Records from a collection

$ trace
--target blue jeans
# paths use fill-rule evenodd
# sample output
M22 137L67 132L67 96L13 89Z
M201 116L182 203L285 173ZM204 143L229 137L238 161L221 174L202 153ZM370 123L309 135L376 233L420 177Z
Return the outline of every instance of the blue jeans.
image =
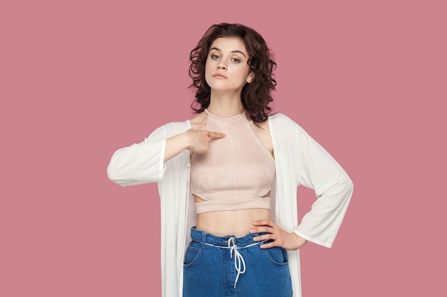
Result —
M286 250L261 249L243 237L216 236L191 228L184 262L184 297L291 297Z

--

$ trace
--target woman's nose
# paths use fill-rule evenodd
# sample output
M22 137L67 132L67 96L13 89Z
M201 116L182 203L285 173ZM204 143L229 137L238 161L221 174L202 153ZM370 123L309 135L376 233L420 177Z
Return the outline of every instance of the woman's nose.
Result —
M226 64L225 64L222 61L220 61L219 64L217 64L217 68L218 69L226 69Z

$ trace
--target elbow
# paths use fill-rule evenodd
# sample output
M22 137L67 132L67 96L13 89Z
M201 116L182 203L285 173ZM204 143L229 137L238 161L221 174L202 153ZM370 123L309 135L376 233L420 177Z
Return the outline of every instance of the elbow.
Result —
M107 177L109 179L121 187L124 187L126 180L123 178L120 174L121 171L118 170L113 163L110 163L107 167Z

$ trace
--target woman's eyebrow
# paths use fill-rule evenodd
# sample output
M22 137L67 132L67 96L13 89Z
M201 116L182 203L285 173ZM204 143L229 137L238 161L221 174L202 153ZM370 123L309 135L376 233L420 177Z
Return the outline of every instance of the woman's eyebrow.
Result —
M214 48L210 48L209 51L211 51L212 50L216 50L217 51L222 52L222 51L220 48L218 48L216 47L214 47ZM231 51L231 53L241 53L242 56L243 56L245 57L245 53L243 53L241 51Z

## Set problem
Pull out every line above that contains the word "outline", copying each such line in full.

## Answer to this task
Return the outline of every instance of the blue jeans.
Return the outline of every instance of the woman's nose.
Return the outline of every instance of the elbow.
Return the outline of every instance of the woman's eyebrow.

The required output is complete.